_Zitierter Abschnitt:_
Amazon erfolgreich getrotzt

Vernetzungstreffen widmete sich dem Widerstand gegen die Praktiken des Online-Händlers

  • Hans-Gerd Öfinger
  • Lesedauer: 4 Min.

Zeitpunkt und Ort waren nicht zufällig gewählt, als am Wochenende über 80 Gewerkschafter und Aktivisten auf Einladung der Linksfraktion im Bundestag in der osthessischen Kreisstadt Bad Hersfeld zu einem Vernetzungstreffen unter dem Motto «Taktgeber des digitalen Kapitalismus» zusammenkamen. Hier hatte die Dienstleistungsgewerkschaft ver.di vor fast genau fünf Jahren den ersten Streik beim Online-Versandhändler Amazon für einen Tarifvertrag ausgerufen.

(Datenzeilen)

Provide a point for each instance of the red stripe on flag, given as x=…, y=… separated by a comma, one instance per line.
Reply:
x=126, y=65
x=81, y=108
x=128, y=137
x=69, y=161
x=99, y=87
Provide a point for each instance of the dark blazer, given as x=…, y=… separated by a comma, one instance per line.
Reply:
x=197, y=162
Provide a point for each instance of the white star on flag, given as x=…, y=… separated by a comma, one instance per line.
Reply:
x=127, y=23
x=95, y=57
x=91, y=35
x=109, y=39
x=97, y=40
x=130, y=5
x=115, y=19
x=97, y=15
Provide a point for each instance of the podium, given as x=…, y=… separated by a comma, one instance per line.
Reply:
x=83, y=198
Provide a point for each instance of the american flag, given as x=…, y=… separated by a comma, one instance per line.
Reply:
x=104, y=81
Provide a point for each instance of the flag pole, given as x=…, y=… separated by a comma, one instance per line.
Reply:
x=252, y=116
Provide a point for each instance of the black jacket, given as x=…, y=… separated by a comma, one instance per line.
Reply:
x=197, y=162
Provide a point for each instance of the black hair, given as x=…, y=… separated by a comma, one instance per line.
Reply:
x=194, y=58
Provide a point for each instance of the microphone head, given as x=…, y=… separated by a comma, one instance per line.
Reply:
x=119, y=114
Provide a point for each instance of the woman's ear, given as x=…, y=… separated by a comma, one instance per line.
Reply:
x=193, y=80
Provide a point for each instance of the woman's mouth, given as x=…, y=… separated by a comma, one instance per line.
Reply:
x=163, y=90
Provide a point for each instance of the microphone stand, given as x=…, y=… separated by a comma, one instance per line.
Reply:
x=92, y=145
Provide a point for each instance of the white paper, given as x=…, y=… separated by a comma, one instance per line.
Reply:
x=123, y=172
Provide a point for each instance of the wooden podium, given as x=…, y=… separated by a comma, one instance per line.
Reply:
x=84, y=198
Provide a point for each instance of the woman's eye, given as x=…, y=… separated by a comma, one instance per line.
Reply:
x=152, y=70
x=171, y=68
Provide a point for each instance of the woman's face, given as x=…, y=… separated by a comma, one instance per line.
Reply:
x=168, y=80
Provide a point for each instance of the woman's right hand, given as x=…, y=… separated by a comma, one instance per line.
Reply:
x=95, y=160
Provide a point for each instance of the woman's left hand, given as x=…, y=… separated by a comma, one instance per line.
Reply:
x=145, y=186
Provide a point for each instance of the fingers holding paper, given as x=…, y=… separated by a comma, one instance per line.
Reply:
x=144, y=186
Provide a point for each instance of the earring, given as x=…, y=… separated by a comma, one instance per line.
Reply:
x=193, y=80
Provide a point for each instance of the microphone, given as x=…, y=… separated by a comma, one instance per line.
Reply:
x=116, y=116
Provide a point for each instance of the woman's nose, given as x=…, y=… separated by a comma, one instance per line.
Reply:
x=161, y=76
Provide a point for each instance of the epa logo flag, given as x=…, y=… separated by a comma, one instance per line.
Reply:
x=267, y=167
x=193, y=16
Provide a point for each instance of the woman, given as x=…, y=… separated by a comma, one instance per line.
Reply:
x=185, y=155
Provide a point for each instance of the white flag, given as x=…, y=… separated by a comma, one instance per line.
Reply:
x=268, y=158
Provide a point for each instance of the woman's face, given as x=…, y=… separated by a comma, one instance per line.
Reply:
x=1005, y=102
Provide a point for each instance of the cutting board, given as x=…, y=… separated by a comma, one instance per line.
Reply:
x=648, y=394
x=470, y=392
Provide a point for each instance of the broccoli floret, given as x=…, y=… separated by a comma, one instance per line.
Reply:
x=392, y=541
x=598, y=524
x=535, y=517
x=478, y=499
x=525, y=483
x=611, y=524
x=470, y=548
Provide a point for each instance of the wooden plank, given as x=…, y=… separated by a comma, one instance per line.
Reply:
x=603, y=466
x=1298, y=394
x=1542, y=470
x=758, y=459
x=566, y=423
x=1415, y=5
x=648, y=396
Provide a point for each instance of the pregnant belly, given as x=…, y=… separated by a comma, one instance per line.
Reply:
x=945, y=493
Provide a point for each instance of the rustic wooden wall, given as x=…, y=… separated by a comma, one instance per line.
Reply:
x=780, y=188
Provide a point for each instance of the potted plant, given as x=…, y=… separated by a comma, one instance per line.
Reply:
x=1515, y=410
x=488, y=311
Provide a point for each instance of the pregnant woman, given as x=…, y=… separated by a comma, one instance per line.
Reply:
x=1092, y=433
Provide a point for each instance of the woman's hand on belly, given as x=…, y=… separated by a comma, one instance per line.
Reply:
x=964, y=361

_Aufgaben:_
• A. Wie viele Gewerkschafter und Aktivisten kamen laut dem Textauszug über den Widerstand gegen Amazon zum Vernetzungstreffen in Bad Hersfeld?
• B. Kopiere aus dem Textauszug über den Widerstand gegen Amazon wortgetreu alles von „Zeitpunkt und Ort“ bis hinunter zu „einen Tarifvertrag ausgerufen.“.
Die Datensätze werden hier nicht gebraucht.

_Lösungen:_
• A. Über 80 Gewerkschafter und Aktivisten kamen zusammen.

• B.
Zeitpunkt und Ort waren nicht zufällig gewählt, als am Wochenende über 80 Gewerkschafter und Aktivisten auf Einladung der Linksfraktion im Bundestag in der osthessischen Kreisstadt Bad Hersfeld zu einem Vernetzungstreffen unter dem Motto «Taktgeber des digitalen Kapitalismus» zusammenkamen. Hier hatte die Dienstleistungsgewerkschaft ver.di vor fast genau fünf Jahren den ersten Streik beim Online-Versandhändler Amazon für einen Tarifvertrag ausgerufen.